Start of Dataset records

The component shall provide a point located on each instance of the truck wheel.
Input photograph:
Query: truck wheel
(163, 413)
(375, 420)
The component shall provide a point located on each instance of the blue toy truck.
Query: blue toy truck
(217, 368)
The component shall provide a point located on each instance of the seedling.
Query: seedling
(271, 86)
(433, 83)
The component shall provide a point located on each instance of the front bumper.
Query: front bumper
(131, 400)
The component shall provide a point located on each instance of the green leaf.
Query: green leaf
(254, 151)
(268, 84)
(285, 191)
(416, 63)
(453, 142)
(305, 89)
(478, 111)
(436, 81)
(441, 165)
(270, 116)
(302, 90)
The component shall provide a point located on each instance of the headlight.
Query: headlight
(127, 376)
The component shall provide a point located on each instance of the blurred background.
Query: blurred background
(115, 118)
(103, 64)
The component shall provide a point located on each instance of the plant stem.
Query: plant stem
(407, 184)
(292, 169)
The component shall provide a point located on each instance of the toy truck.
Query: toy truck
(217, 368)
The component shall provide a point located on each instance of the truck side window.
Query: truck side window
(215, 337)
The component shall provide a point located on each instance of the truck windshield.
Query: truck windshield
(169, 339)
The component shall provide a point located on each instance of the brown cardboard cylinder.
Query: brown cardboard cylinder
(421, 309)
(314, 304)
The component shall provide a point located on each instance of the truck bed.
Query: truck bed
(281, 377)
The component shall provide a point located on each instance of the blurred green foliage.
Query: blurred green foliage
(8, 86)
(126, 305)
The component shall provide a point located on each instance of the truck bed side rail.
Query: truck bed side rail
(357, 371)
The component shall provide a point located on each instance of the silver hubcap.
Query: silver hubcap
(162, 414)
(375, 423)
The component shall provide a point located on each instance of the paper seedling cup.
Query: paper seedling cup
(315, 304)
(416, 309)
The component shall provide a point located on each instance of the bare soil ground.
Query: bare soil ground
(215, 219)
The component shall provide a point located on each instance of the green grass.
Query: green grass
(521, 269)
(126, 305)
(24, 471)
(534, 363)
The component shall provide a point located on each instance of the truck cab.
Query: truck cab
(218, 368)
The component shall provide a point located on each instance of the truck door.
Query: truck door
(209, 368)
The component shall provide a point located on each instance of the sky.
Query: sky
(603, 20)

End of Dataset records

◆ Action item ◆
From the line that contains "Query: paper seedling cup" down to the last line above, print each line exactly as it appears.

◆ Task result ◆
Query: paper seedling cup
(315, 304)
(416, 309)
The component shall provide a point located on each instance of the bare soil ground.
Query: bare soil ground
(215, 219)
The component shall provide a point located on each instance of the green grass.
Query: green grass
(521, 269)
(126, 305)
(24, 471)
(534, 363)
The component shall provide a point located on each instance of the truck cab.
Query: truck cab
(218, 368)
The component shall provide a point located on each instance of the truck door.
Query: truck door
(209, 368)
The component shall provide a point located on each instance of the sky.
Query: sky
(603, 20)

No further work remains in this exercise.